WHAT YOU HAVE TO DO:
An exact copy of every record below is needed, with the pictures left out.

TASK MATERIAL:
▬▬▬▬▬▬

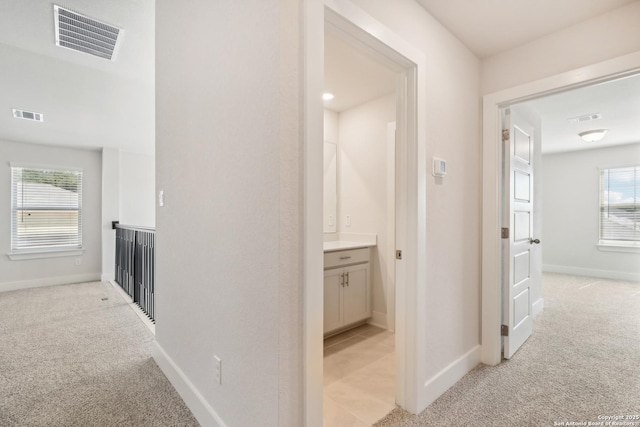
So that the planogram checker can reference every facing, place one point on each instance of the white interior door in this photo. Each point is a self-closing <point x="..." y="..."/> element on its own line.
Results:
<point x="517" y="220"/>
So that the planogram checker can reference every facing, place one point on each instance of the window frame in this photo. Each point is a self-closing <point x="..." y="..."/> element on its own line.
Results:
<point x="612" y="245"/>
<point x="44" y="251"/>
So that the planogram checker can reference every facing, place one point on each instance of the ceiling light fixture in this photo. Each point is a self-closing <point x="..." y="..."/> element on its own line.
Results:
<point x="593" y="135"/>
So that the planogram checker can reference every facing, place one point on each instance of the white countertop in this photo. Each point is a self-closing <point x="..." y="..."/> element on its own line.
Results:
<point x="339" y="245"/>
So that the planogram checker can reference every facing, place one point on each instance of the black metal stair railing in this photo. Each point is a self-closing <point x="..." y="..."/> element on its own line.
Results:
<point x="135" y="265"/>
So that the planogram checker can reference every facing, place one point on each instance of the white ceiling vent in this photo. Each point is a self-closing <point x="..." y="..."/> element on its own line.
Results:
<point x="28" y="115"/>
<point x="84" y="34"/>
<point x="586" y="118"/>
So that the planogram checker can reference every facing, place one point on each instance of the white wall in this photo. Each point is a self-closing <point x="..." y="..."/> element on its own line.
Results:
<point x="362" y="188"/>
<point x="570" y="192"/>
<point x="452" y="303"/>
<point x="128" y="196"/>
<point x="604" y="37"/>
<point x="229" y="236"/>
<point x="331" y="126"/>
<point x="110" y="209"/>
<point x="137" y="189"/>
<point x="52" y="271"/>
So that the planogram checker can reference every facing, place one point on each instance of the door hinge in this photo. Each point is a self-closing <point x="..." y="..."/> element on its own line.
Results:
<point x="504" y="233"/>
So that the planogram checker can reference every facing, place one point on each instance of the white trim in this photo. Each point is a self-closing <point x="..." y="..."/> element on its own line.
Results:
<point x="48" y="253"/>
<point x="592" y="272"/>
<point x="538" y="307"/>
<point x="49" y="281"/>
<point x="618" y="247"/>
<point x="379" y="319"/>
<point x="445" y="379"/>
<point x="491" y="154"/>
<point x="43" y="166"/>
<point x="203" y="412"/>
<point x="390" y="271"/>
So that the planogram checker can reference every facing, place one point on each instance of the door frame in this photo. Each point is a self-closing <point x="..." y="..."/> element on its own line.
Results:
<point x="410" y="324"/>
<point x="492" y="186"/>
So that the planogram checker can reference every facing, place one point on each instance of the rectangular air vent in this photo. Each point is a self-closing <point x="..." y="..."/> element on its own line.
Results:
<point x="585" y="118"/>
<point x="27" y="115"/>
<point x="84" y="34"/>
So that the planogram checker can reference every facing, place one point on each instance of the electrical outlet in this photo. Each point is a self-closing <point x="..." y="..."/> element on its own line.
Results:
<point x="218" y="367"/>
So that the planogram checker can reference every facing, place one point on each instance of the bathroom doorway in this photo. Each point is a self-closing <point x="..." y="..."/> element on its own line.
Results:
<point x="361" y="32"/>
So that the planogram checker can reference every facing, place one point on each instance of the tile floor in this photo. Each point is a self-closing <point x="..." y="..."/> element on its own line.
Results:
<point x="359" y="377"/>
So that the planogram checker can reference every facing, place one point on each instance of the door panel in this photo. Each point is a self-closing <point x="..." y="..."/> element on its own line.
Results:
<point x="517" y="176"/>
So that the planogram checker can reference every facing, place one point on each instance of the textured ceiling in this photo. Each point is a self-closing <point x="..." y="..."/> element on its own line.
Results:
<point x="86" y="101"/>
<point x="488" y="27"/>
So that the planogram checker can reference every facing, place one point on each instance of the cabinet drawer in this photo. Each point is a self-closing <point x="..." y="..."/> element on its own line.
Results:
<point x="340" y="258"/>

▬▬▬▬▬▬

EXERCISE ANSWER:
So that the planogram checker can reference every facing, place one point on each instance of the white interior door in this photo. Each point is a self-closing <point x="..." y="..."/> element on its own line.
Results:
<point x="517" y="220"/>
So that the planogram checker can reference every facing, place one point on each instance of the window frame in this photo. Each point is a self-closing <point x="..." y="..."/> element on its own line.
Results:
<point x="612" y="245"/>
<point x="44" y="251"/>
So that the planogram checker can reference every facing, place one point on each instance of the ceiling light fixture in this photo. Each point is a self-closing <point x="..." y="..."/> element on its own line.
Results:
<point x="593" y="135"/>
So that the planogram checker can reference every facing, place one point on each instance of the white countertop in this photo. Each point is a self-closing <point x="..." y="..."/> element on its own line.
Results:
<point x="339" y="245"/>
So that the planogram checker can reference every facing, place one point on each instance of the black metal stair railing in this photo. Each point is a self-closing <point x="..." y="..."/> element on its own line.
Results:
<point x="135" y="265"/>
So that the planogram checker can reference every facing, place one point on each instance of the white ceiling vent in this photo. Each point is a self-closing <point x="..." y="..."/> element on its own line.
Results:
<point x="28" y="115"/>
<point x="84" y="34"/>
<point x="586" y="118"/>
So that the planogram checker can reference every facing, place one point on each instance of the white wall in this photo. Each point is a self-closing <point x="..." y="..."/> element on its own line.
Results:
<point x="362" y="188"/>
<point x="570" y="192"/>
<point x="452" y="303"/>
<point x="128" y="196"/>
<point x="604" y="37"/>
<point x="229" y="236"/>
<point x="331" y="126"/>
<point x="110" y="209"/>
<point x="137" y="189"/>
<point x="52" y="271"/>
So that the planogram checker can reference every facing, place one point on each instance of the door hinge in this photo. Each point is a self-closing <point x="..." y="..."/> element on its own line.
Results:
<point x="504" y="233"/>
So that the planogram checker can reference every facing, place one point on each instance of the white trim in this photo. Each point is a self-closing <point x="..." y="..."/> element on its own line.
Results:
<point x="48" y="253"/>
<point x="592" y="272"/>
<point x="538" y="307"/>
<point x="49" y="281"/>
<point x="618" y="247"/>
<point x="379" y="319"/>
<point x="445" y="379"/>
<point x="491" y="154"/>
<point x="43" y="166"/>
<point x="203" y="412"/>
<point x="390" y="271"/>
So that the planogram checker can reference every facing, place one point on each instance of the door frame in this photo. Each point is a self-closing <point x="..." y="..."/> element on its own line.
Results:
<point x="410" y="324"/>
<point x="492" y="186"/>
So that the planogram checker can reference every facing, place one point on each instance of the rectangular air vent in this photo. Each point is a self-closing <point x="..." y="..."/> element on its own line.
Results:
<point x="585" y="118"/>
<point x="27" y="115"/>
<point x="84" y="34"/>
So that the planogram checker can reference every facing, place one point on each instance of the electrical outlet in this photo. Each point is a self-closing <point x="..." y="..."/> element on its own line.
Results:
<point x="218" y="367"/>
So that the planogram checker can reference every facing, place one point on each instance of the bathroom doorway in this photo. Each point is a self-closing <point x="..." y="..."/> element on its own line.
Results:
<point x="361" y="32"/>
So that the planogram checker can reference every facing, place one point on each instance of the tile floor in this photo. Each point is a self-closing <point x="..." y="..."/> element on its own line.
Results:
<point x="359" y="377"/>
So that the planogram checker can reference every facing, place one point on each instance of the door panel in this photo. Each point is a self-closing <point x="..." y="..."/> element on its own line.
Results:
<point x="517" y="176"/>
So that the planogram checker can reference every facing, place one point on each instance of the textured ceiling in this photo. Each point is a self-closing <point x="..." y="..."/> element on its own line.
Results:
<point x="86" y="101"/>
<point x="488" y="27"/>
So that the planogram checker can reference every facing, place one point on each instance of the cabinet drawer in this photo. Each point is a self-closing <point x="..." y="..."/> element on its own line.
Results:
<point x="340" y="258"/>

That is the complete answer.